TASK INSTRUCTIONS:
a – Translate this sentence from the section on restarting an optimization into Spanish: "You can continue an optimization from where a previous one stopped."
b – From the section on restarting an optimization, output the passage that begins at the words "Make a copy" and stops after the words "for 100 iterations.", reproducing it character for character.

DOCUMENT SECTION:
2.11. Restarting (continuing) an optimization

You can continue an optimization from where a previous one stopped. This works best with the CMAOptimizer.

../../_images/LJ_Ar_restart_losses.png

Fig. 2.5 Illustration of the loss function for a restarted run (blue, restarted from green) compared to an uninterrupted run (purple, shifted down for clarity) using a parallel CMA optimizer. The blue and green lines do not always perfectly overlap the purple line, because of the way the loss function is logged when running in parallel.

2.11.1. Restarting with the CMAOptimizer

Make a copy of the directory $AMSHOME/scripting/scm/params/examples/LJ_Ar_restart.

There are three different .conf.py files:

  • 100.conf.py, which will run an optimization for 100 iterations.
  • restart_100.conf.py, which specifies to restart from where the previous optimization left off for another 100 iterations.
  • 200.conf.py, which runs an optimization for 200 iterations uninterrupted (for comparison purposes).

The .conf.py files are not read from the GUI - instead you will need to recreate them if you use the ParAMS GUI.

Position annotation data
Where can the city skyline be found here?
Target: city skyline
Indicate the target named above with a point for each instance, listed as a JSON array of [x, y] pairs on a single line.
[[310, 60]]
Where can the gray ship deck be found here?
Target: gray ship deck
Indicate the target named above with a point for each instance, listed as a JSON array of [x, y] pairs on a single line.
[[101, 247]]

--

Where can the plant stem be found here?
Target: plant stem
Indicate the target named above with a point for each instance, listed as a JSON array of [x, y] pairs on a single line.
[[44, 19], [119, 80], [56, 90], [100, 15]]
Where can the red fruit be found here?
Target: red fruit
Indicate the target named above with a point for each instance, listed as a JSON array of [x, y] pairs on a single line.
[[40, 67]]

RESULTS OF THE EXERCISE:
a – Puede continuar una optimización desde donde se detuvo una anterior.

b –
Make a copy of the directory $AMSHOME/scripting/scm/params/examples/LJ_Ar_restart.

There are three different .conf.py files:

  • 100.conf.py, which will run an optimization for 100 iterations.